:: Problem description ::
Return every line of the data below word for word, and leave the pictures out of your answer.

Data entries:
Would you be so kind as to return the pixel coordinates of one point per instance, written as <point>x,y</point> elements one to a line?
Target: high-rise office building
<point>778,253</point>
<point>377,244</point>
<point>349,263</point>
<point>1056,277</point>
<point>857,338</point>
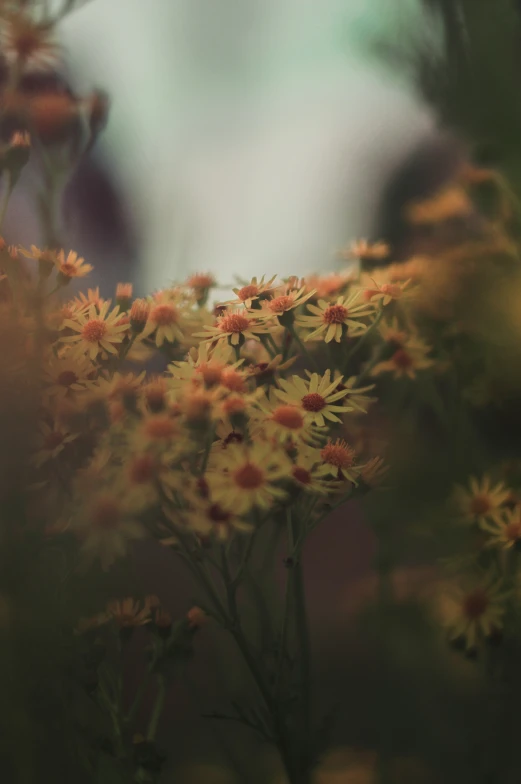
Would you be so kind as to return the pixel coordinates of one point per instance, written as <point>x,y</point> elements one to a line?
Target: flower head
<point>332,321</point>
<point>317,397</point>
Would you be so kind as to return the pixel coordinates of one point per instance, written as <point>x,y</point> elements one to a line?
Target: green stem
<point>158,708</point>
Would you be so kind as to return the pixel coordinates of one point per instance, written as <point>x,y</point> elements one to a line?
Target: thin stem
<point>158,708</point>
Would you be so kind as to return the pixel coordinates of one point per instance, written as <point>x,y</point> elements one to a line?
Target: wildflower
<point>504,528</point>
<point>405,361</point>
<point>128,613</point>
<point>139,313</point>
<point>50,442</point>
<point>253,291</point>
<point>65,374</point>
<point>316,397</point>
<point>124,295</point>
<point>234,327</point>
<point>365,251</point>
<point>98,332</point>
<point>472,611</point>
<point>29,43</point>
<point>339,459</point>
<point>247,477</point>
<point>105,524</point>
<point>450,202</point>
<point>71,267</point>
<point>333,320</point>
<point>480,500</point>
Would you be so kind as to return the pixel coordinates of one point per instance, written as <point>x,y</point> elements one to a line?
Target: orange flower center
<point>301,475</point>
<point>335,314</point>
<point>106,514</point>
<point>233,380</point>
<point>313,402</point>
<point>402,359</point>
<point>513,531</point>
<point>94,331</point>
<point>164,315</point>
<point>249,477</point>
<point>288,416</point>
<point>339,454</point>
<point>234,322</point>
<point>67,378</point>
<point>160,428</point>
<point>211,373</point>
<point>280,304</point>
<point>480,505</point>
<point>247,292</point>
<point>475,604</point>
<point>143,469</point>
<point>53,440</point>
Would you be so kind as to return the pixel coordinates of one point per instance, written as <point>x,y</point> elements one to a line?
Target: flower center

:: Response to the exercise ::
Would you be so kind as to return the pixel coordinates of one point per instance, written as <point>x,y</point> elements one to a line?
Target: high-rise office building
<point>778,253</point>
<point>377,244</point>
<point>349,263</point>
<point>1056,277</point>
<point>857,338</point>
Would you be so kind as to return the pixel coordinates of one point per instance, written as <point>x,y</point> elements one to a line?
Target: flower head
<point>332,321</point>
<point>317,397</point>
Would you be so kind as to return the pixel coordinates of one point per instance, written as <point>x,y</point> elements one to a line?
Target: green stem
<point>158,708</point>
Would you be so kind as to return the pixel coordinates of one point per instance, written as <point>x,y</point> elements one to a line?
Target: thin stem
<point>158,708</point>
Would you be so kind as to return the pixel coordinates of one point per instance, written as <point>x,y</point> elements one to a line?
Target: wildflower
<point>504,528</point>
<point>405,361</point>
<point>128,613</point>
<point>139,313</point>
<point>50,442</point>
<point>253,291</point>
<point>65,374</point>
<point>316,397</point>
<point>124,295</point>
<point>234,327</point>
<point>365,251</point>
<point>98,332</point>
<point>472,611</point>
<point>29,43</point>
<point>339,459</point>
<point>247,477</point>
<point>105,524</point>
<point>450,202</point>
<point>71,267</point>
<point>333,320</point>
<point>480,500</point>
Would you be so kind as to return the pixel coordinates of one point per instance, written as <point>x,y</point> elements one to a line?
Target: orange flower center
<point>301,475</point>
<point>335,314</point>
<point>106,514</point>
<point>233,380</point>
<point>313,402</point>
<point>402,359</point>
<point>513,531</point>
<point>94,331</point>
<point>164,315</point>
<point>249,477</point>
<point>288,416</point>
<point>339,454</point>
<point>234,322</point>
<point>67,378</point>
<point>160,428</point>
<point>211,373</point>
<point>280,304</point>
<point>480,505</point>
<point>247,292</point>
<point>475,604</point>
<point>143,469</point>
<point>53,440</point>
Would you be so kind as to return the pixel coordinates of one point per instance, written as <point>x,y</point> elements one to a line?
Target: flower center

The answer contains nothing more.